» **設問 1**
『城』の感想文によると、筆者が『城』を読むのは今回で何回目か？
» **設問 2**
『城』の感想文のうち、「フランツ・カフカの『城』を読」から「たくおもしろく感じ無いのだ。」までの部分を一字一句変えずに引用してください。

カフカ著『城』感想


 フランツ・カフカの『城』を読むのはこれで3回目か4回目になる。カフカの代表作といえば、朝起きたらなぜか巨大な虫になっていたという理不尽さが宇宙級の『変身』で、本当に衝撃的だった。キテレツな舞台設定だけでなく、物語全体に漂う、閉塞感、息苦しさ、不条理さ――ユダヤ人の歴史を象徴するような暗黒の運命というものをずっしりと重く感じ、強烈なインパクトだったことを覚えている。


 ということで、さらなるカフカの世界を堪能すべく手にとったのが、この『城』であり、これまでに何度も再読しているのだが、一度として最後まで読み切ったことはない。だいたい1/4かせいぜい1/3あたりで、ページをめくる手が止まってしまい、一応栞だけ挟んでそのまま放置してしまう。つまり、まったくおもしろく感じ無いのだ。

» **抽出データ**
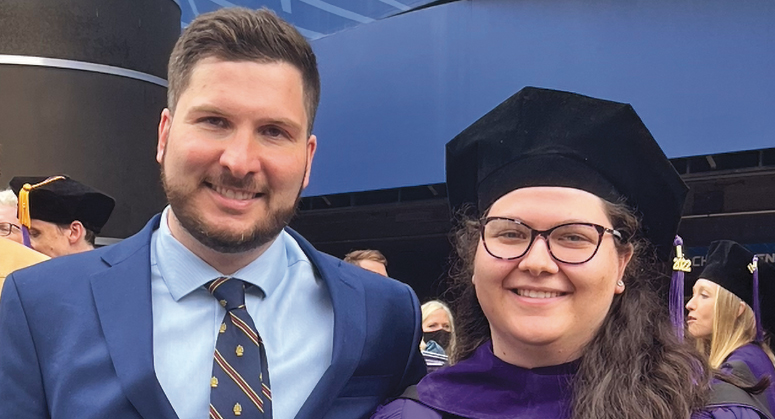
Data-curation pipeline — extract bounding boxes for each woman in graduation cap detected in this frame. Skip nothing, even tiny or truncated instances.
[686,240,775,412]
[373,88,760,419]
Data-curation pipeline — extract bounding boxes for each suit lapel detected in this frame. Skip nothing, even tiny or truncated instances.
[286,228,366,418]
[91,215,177,419]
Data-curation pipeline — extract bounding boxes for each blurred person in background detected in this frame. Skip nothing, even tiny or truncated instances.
[420,300,455,372]
[686,240,775,413]
[344,249,388,276]
[10,176,116,257]
[0,188,22,244]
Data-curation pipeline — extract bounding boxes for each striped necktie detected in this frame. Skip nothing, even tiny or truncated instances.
[207,277,272,419]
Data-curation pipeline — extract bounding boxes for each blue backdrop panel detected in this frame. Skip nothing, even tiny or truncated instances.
[305,0,775,195]
[177,0,431,39]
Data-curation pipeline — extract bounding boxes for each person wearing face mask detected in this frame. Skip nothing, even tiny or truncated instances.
[420,300,455,372]
[686,240,775,412]
[372,87,764,419]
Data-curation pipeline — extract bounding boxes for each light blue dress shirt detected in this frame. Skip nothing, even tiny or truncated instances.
[151,207,334,419]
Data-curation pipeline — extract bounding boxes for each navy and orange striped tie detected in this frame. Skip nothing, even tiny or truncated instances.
[207,277,272,419]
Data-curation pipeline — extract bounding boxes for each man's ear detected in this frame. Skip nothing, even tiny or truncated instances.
[67,220,86,246]
[302,135,318,188]
[156,108,172,164]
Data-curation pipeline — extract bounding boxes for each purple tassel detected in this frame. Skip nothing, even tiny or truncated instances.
[22,224,32,249]
[753,255,764,342]
[670,236,684,341]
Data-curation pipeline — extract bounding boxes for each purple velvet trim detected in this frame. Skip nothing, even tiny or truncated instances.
[22,224,32,249]
[417,342,578,419]
[721,343,775,414]
[670,236,684,341]
[753,255,764,342]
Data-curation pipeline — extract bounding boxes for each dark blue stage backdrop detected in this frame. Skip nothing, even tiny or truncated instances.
[179,0,775,196]
[305,0,775,196]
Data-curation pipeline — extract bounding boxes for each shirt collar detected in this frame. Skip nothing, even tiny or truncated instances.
[154,206,293,301]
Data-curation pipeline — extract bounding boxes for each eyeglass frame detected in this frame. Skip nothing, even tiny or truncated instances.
[479,217,624,265]
[0,222,22,237]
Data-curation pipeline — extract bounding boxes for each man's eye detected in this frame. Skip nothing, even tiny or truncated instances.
[261,127,287,138]
[199,116,228,128]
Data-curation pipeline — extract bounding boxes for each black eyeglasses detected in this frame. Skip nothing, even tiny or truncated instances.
[0,223,22,237]
[481,217,623,265]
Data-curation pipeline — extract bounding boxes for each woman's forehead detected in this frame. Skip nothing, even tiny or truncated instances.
[694,278,719,291]
[487,186,606,221]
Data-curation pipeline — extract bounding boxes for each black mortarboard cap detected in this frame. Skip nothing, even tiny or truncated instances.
[10,176,116,233]
[699,240,775,331]
[446,87,688,260]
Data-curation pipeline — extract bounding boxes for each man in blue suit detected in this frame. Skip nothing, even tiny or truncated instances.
[0,9,425,419]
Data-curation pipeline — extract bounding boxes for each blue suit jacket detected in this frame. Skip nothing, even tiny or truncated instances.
[0,215,425,419]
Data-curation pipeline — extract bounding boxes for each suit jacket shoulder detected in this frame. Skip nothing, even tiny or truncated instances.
[287,229,425,419]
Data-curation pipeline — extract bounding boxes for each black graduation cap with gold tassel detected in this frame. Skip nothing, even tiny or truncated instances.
[10,176,116,247]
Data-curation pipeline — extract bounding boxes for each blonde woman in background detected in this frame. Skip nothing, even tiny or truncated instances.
[686,240,775,412]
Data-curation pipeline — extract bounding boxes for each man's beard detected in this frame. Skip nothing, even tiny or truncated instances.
[161,164,303,253]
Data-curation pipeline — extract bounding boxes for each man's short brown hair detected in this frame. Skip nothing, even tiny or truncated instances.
[167,7,320,134]
[344,249,387,268]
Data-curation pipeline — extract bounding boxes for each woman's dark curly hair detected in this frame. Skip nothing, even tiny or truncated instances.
[452,201,710,419]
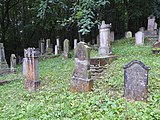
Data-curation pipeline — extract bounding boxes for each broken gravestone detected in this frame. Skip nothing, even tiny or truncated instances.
[70,42,93,92]
[10,54,17,73]
[123,60,150,101]
[23,48,40,91]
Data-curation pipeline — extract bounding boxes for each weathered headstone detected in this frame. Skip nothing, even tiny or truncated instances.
[70,42,93,92]
[56,37,60,50]
[99,21,111,56]
[139,27,145,32]
[124,60,150,101]
[110,31,114,42]
[46,39,52,53]
[63,39,69,58]
[0,43,9,74]
[23,48,40,91]
[74,39,78,49]
[147,15,155,31]
[41,42,45,55]
[10,54,17,72]
[152,42,160,54]
[125,31,132,38]
[158,27,160,42]
[135,31,144,45]
[54,45,58,55]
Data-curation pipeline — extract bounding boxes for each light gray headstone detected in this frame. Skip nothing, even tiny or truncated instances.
[63,39,69,58]
[125,31,132,38]
[99,21,111,56]
[74,39,78,49]
[110,31,114,42]
[10,54,17,72]
[147,15,155,31]
[54,45,58,55]
[135,31,144,45]
[124,60,150,101]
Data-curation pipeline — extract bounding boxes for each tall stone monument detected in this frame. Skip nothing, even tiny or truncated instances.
[125,31,132,38]
[10,54,17,73]
[0,43,10,74]
[135,31,144,45]
[70,42,93,92]
[99,21,111,56]
[74,39,78,49]
[147,15,155,31]
[63,39,69,58]
[123,60,150,101]
[23,48,40,91]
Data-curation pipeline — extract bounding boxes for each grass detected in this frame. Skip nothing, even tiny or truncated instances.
[0,39,160,120]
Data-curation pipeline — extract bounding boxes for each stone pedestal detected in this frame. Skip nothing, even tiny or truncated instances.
[70,42,93,92]
[0,43,10,74]
[23,48,40,91]
[63,39,69,59]
[10,54,17,73]
[99,21,111,56]
[135,31,144,45]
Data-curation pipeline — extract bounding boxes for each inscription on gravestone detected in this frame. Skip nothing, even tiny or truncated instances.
[123,60,150,101]
[70,42,93,92]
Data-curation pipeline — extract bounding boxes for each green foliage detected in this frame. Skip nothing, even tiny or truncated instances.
[65,0,109,35]
[0,38,160,120]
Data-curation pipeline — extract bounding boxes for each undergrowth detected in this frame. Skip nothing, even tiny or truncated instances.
[0,38,160,120]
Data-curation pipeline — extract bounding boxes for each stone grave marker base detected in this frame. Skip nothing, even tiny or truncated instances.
[24,80,40,91]
[70,77,93,92]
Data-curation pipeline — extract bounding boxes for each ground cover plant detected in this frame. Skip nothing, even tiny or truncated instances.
[0,38,160,120]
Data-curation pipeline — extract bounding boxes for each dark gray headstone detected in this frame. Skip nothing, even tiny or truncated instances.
[124,60,150,101]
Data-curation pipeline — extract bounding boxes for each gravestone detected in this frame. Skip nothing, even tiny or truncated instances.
[70,42,93,92]
[23,48,40,91]
[54,45,58,55]
[135,31,144,45]
[0,43,10,74]
[123,60,150,101]
[99,21,111,56]
[110,31,114,42]
[147,15,155,31]
[74,39,78,49]
[40,42,45,55]
[139,27,145,32]
[158,27,160,42]
[56,37,60,50]
[152,42,160,54]
[125,31,132,38]
[46,39,52,53]
[10,54,17,73]
[63,39,69,58]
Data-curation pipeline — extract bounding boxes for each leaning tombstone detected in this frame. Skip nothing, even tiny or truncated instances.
[0,43,10,74]
[70,42,93,92]
[123,60,150,101]
[135,31,144,45]
[125,31,132,38]
[99,21,111,56]
[63,39,69,58]
[10,54,17,73]
[23,48,40,91]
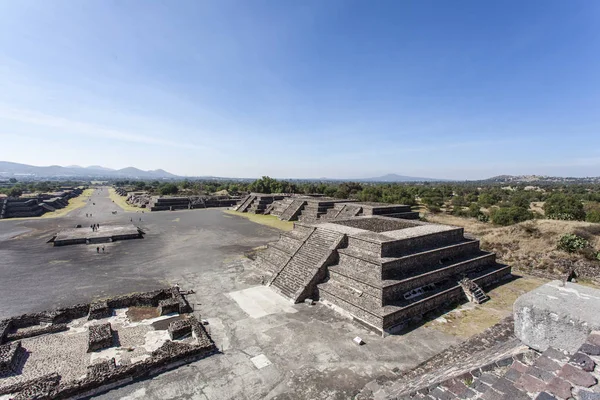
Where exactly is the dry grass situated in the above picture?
[108,188,140,212]
[40,189,94,218]
[223,210,294,231]
[127,307,160,322]
[425,276,547,338]
[0,189,94,222]
[427,214,600,274]
[529,201,546,215]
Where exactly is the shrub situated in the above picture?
[491,206,533,226]
[585,210,600,223]
[557,233,590,253]
[544,193,585,221]
[158,183,179,195]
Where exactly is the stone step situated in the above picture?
[381,240,481,280]
[382,252,496,301]
[383,264,511,329]
[272,229,343,301]
[318,265,510,329]
[279,200,306,221]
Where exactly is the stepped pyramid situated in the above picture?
[257,216,510,334]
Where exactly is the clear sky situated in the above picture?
[0,0,600,179]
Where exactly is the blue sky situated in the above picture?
[0,0,600,179]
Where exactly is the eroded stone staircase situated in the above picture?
[260,228,344,302]
[235,194,256,212]
[279,200,306,221]
[396,332,600,400]
[458,277,489,304]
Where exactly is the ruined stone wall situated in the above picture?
[381,241,481,279]
[383,254,495,300]
[381,228,464,257]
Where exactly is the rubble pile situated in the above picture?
[88,323,113,353]
[88,301,112,320]
[0,342,22,375]
[169,319,192,340]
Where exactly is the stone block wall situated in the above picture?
[88,323,113,353]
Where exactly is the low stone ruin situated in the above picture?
[47,224,145,246]
[234,193,419,222]
[88,323,113,353]
[0,188,83,219]
[234,193,289,214]
[355,281,600,400]
[169,319,192,340]
[0,287,217,399]
[88,301,112,320]
[0,341,22,376]
[257,216,511,334]
[158,298,179,315]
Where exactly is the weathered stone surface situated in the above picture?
[546,377,573,399]
[515,374,546,392]
[559,364,597,387]
[0,342,21,376]
[535,392,556,400]
[88,324,113,352]
[569,353,596,372]
[579,343,600,356]
[9,373,61,400]
[169,319,192,340]
[577,390,600,400]
[514,281,600,353]
[88,301,112,320]
[535,354,560,372]
[158,298,179,315]
[6,324,69,341]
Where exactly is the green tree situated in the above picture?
[585,210,600,223]
[490,206,533,226]
[158,183,179,195]
[544,193,585,221]
[8,186,23,197]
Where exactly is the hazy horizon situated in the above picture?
[0,0,600,180]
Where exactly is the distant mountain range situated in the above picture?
[0,161,600,184]
[0,161,178,179]
[357,174,445,182]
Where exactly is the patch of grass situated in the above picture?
[0,189,94,221]
[223,210,294,231]
[40,189,94,218]
[426,276,548,338]
[108,188,143,212]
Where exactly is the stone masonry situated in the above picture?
[257,216,510,334]
[271,196,419,222]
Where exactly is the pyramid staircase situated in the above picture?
[279,200,306,221]
[235,194,256,212]
[271,197,294,217]
[318,227,510,334]
[458,277,489,304]
[258,227,344,303]
[396,332,600,400]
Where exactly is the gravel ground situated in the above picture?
[0,309,176,388]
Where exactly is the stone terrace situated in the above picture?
[0,288,217,399]
[271,197,419,222]
[257,216,510,333]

» **出力 1**
3回目か4回目です。

» **出力 2**
フランツ・カフカの『城』を読むのはこれで3回目か4回目になる。カフカの代表作といえば、朝起きたらなぜか巨大な虫になっていたという理不尽さが宇宙級の『変身』で、本当に衝撃的だった。キテレツな舞台設定だけでなく、物語全体に漂う、閉塞感、息苦しさ、不条理さ――ユダヤ人の歴史を象徴するような暗黒の運命というものをずっしりと重く感じ、強烈なインパクトだったことを覚えている。


 ということで、さらなるカフカの世界を堪能すべく手にとったのが、この『城』であり、これまでに何度も再読しているのだが、一度として最後まで読み切ったことはない。だいたい1/4かせいぜい1/3あたりで、ページをめくる手が止まってしまい、一応栞だけ挟んでそのまま放置してしまう。つまり、まったくおもしろく感じ無いのだ。